▶ **Instructions to follow**:
Can you copy the material verbatim, from the line containing "Run detection on green" through the end of the material, with both ends included? Leave the pictures out of your answer.

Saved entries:
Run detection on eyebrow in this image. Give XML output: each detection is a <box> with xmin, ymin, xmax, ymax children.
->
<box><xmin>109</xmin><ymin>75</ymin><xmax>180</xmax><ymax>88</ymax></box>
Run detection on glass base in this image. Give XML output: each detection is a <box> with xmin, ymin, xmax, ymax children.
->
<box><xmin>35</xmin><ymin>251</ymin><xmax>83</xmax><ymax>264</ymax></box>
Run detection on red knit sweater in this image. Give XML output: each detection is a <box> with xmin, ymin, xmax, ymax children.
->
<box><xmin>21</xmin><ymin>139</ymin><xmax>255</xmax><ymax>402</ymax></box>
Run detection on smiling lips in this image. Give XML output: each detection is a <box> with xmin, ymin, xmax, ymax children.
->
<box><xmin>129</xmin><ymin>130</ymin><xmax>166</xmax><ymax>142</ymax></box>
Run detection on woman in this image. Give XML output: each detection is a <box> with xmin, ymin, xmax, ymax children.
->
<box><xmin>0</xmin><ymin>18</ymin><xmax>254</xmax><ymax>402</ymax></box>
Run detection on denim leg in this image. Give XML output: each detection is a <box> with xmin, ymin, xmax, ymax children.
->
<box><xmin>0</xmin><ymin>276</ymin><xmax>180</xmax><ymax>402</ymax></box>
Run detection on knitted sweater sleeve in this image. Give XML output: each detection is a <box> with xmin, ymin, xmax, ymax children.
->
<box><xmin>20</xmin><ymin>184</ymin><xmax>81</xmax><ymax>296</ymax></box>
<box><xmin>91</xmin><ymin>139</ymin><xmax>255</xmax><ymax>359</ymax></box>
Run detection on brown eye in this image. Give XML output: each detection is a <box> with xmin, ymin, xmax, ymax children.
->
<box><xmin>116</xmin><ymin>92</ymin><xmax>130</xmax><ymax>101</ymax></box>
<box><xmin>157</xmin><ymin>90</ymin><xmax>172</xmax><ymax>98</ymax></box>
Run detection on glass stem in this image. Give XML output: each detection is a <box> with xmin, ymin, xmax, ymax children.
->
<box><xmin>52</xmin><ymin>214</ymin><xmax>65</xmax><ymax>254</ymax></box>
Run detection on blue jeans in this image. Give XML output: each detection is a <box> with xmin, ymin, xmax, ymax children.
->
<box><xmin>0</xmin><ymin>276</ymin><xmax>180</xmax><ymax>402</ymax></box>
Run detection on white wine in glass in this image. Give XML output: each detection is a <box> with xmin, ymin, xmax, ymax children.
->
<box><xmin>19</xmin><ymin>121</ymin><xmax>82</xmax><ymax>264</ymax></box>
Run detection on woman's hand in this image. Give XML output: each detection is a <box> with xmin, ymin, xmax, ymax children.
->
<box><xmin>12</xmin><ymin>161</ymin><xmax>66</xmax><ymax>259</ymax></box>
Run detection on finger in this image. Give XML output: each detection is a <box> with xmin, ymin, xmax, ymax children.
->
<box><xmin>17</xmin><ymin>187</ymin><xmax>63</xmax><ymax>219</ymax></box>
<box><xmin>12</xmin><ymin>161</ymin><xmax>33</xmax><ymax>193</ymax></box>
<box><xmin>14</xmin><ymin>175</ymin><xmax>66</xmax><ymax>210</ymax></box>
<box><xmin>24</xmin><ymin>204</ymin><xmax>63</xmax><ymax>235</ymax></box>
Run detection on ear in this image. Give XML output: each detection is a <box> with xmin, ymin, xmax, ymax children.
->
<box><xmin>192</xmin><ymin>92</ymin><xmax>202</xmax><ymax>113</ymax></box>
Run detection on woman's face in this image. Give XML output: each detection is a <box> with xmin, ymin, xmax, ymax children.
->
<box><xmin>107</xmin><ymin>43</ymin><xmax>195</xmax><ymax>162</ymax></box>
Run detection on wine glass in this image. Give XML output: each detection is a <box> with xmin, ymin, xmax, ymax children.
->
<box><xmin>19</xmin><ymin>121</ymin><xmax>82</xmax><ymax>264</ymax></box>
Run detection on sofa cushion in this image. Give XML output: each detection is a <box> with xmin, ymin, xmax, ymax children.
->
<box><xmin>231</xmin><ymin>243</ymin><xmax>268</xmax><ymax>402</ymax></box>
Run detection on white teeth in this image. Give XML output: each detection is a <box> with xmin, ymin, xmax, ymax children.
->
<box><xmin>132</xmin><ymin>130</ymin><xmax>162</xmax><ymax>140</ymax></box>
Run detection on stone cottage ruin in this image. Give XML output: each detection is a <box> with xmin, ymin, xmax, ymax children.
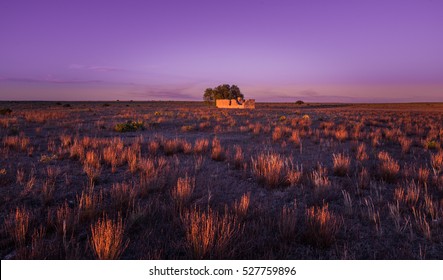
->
<box><xmin>215</xmin><ymin>97</ymin><xmax>255</xmax><ymax>109</ymax></box>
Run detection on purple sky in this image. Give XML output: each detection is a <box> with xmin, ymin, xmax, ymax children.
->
<box><xmin>0</xmin><ymin>0</ymin><xmax>443</xmax><ymax>102</ymax></box>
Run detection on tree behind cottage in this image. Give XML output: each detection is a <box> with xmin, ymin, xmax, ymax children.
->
<box><xmin>203</xmin><ymin>84</ymin><xmax>244</xmax><ymax>103</ymax></box>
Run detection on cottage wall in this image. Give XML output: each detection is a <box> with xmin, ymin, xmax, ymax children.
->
<box><xmin>215</xmin><ymin>99</ymin><xmax>255</xmax><ymax>109</ymax></box>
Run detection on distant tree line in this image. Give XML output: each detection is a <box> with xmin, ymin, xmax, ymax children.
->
<box><xmin>203</xmin><ymin>84</ymin><xmax>244</xmax><ymax>103</ymax></box>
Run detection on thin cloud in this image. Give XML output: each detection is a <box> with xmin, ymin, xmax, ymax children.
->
<box><xmin>68</xmin><ymin>64</ymin><xmax>125</xmax><ymax>72</ymax></box>
<box><xmin>128</xmin><ymin>87</ymin><xmax>198</xmax><ymax>100</ymax></box>
<box><xmin>0</xmin><ymin>76</ymin><xmax>103</xmax><ymax>84</ymax></box>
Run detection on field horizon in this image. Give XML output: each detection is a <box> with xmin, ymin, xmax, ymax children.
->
<box><xmin>0</xmin><ymin>101</ymin><xmax>443</xmax><ymax>259</ymax></box>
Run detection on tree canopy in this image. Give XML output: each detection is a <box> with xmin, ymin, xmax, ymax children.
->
<box><xmin>203</xmin><ymin>84</ymin><xmax>244</xmax><ymax>102</ymax></box>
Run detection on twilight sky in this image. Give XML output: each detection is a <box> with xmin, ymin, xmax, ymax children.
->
<box><xmin>0</xmin><ymin>0</ymin><xmax>443</xmax><ymax>102</ymax></box>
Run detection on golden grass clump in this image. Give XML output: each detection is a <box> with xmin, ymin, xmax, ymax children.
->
<box><xmin>211</xmin><ymin>137</ymin><xmax>224</xmax><ymax>161</ymax></box>
<box><xmin>286</xmin><ymin>165</ymin><xmax>303</xmax><ymax>187</ymax></box>
<box><xmin>234</xmin><ymin>145</ymin><xmax>244</xmax><ymax>169</ymax></box>
<box><xmin>399</xmin><ymin>137</ymin><xmax>412</xmax><ymax>154</ymax></box>
<box><xmin>356</xmin><ymin>143</ymin><xmax>369</xmax><ymax>162</ymax></box>
<box><xmin>171</xmin><ymin>174</ymin><xmax>195</xmax><ymax>209</ymax></box>
<box><xmin>417</xmin><ymin>167</ymin><xmax>430</xmax><ymax>184</ymax></box>
<box><xmin>334</xmin><ymin>127</ymin><xmax>348</xmax><ymax>142</ymax></box>
<box><xmin>77</xmin><ymin>190</ymin><xmax>103</xmax><ymax>221</ymax></box>
<box><xmin>289</xmin><ymin>130</ymin><xmax>301</xmax><ymax>147</ymax></box>
<box><xmin>277</xmin><ymin>205</ymin><xmax>297</xmax><ymax>240</ymax></box>
<box><xmin>181</xmin><ymin>208</ymin><xmax>240</xmax><ymax>259</ymax></box>
<box><xmin>5</xmin><ymin>207</ymin><xmax>31</xmax><ymax>247</ymax></box>
<box><xmin>306</xmin><ymin>204</ymin><xmax>340</xmax><ymax>248</ymax></box>
<box><xmin>378</xmin><ymin>151</ymin><xmax>400</xmax><ymax>182</ymax></box>
<box><xmin>3</xmin><ymin>134</ymin><xmax>31</xmax><ymax>152</ymax></box>
<box><xmin>309</xmin><ymin>164</ymin><xmax>331</xmax><ymax>190</ymax></box>
<box><xmin>431</xmin><ymin>151</ymin><xmax>443</xmax><ymax>174</ymax></box>
<box><xmin>272</xmin><ymin>126</ymin><xmax>284</xmax><ymax>141</ymax></box>
<box><xmin>194</xmin><ymin>138</ymin><xmax>209</xmax><ymax>154</ymax></box>
<box><xmin>234</xmin><ymin>192</ymin><xmax>251</xmax><ymax>218</ymax></box>
<box><xmin>89</xmin><ymin>215</ymin><xmax>129</xmax><ymax>260</ymax></box>
<box><xmin>251</xmin><ymin>152</ymin><xmax>288</xmax><ymax>188</ymax></box>
<box><xmin>332</xmin><ymin>154</ymin><xmax>351</xmax><ymax>176</ymax></box>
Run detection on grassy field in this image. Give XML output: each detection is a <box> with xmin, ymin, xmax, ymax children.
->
<box><xmin>0</xmin><ymin>102</ymin><xmax>443</xmax><ymax>259</ymax></box>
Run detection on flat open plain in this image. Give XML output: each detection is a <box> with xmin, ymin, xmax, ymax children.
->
<box><xmin>0</xmin><ymin>102</ymin><xmax>443</xmax><ymax>259</ymax></box>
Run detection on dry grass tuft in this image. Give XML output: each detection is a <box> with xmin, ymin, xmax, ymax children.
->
<box><xmin>211</xmin><ymin>137</ymin><xmax>225</xmax><ymax>161</ymax></box>
<box><xmin>332</xmin><ymin>154</ymin><xmax>351</xmax><ymax>176</ymax></box>
<box><xmin>306</xmin><ymin>204</ymin><xmax>340</xmax><ymax>248</ymax></box>
<box><xmin>309</xmin><ymin>164</ymin><xmax>331</xmax><ymax>190</ymax></box>
<box><xmin>171</xmin><ymin>174</ymin><xmax>195</xmax><ymax>209</ymax></box>
<box><xmin>234</xmin><ymin>192</ymin><xmax>251</xmax><ymax>218</ymax></box>
<box><xmin>278</xmin><ymin>204</ymin><xmax>297</xmax><ymax>241</ymax></box>
<box><xmin>378</xmin><ymin>151</ymin><xmax>400</xmax><ymax>182</ymax></box>
<box><xmin>5</xmin><ymin>207</ymin><xmax>31</xmax><ymax>247</ymax></box>
<box><xmin>181</xmin><ymin>208</ymin><xmax>240</xmax><ymax>259</ymax></box>
<box><xmin>251</xmin><ymin>152</ymin><xmax>289</xmax><ymax>188</ymax></box>
<box><xmin>194</xmin><ymin>139</ymin><xmax>209</xmax><ymax>154</ymax></box>
<box><xmin>89</xmin><ymin>215</ymin><xmax>129</xmax><ymax>260</ymax></box>
<box><xmin>234</xmin><ymin>145</ymin><xmax>244</xmax><ymax>169</ymax></box>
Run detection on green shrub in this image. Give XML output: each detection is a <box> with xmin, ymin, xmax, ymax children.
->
<box><xmin>0</xmin><ymin>108</ymin><xmax>12</xmax><ymax>116</ymax></box>
<box><xmin>114</xmin><ymin>121</ymin><xmax>144</xmax><ymax>132</ymax></box>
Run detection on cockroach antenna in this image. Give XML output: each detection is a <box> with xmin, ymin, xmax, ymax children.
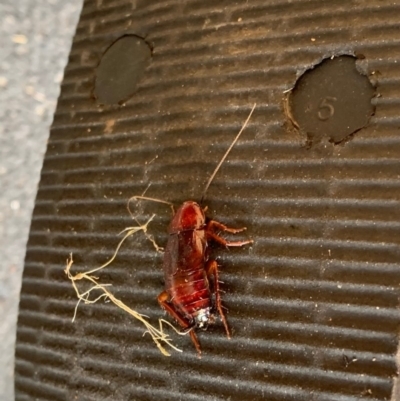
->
<box><xmin>200</xmin><ymin>103</ymin><xmax>256</xmax><ymax>205</ymax></box>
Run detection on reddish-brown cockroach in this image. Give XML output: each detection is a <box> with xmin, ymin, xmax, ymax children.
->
<box><xmin>134</xmin><ymin>105</ymin><xmax>256</xmax><ymax>356</ymax></box>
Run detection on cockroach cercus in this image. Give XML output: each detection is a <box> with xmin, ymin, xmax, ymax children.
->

▶ **Answer**:
Run detection on green shrub in this image. Give XML output: each detection is a <box> with xmin, ymin, xmax, ymax children.
->
<box><xmin>0</xmin><ymin>108</ymin><xmax>12</xmax><ymax>116</ymax></box>
<box><xmin>114</xmin><ymin>121</ymin><xmax>144</xmax><ymax>132</ymax></box>
Run detection on cockroach antenna in this image. Give XML output: each detection is a <box> with xmin, ymin, xmax, ymax children.
->
<box><xmin>200</xmin><ymin>103</ymin><xmax>256</xmax><ymax>205</ymax></box>
Run detection on reddish-brown cockroach in this image. Give XML output: each detection is a <box> with xmin, ymin, xmax, ymax children.
->
<box><xmin>134</xmin><ymin>105</ymin><xmax>256</xmax><ymax>356</ymax></box>
Run detection on cockroach cercus in this image. Give XML output: each detection is a <box> with xmin, ymin, xmax, ymax children.
->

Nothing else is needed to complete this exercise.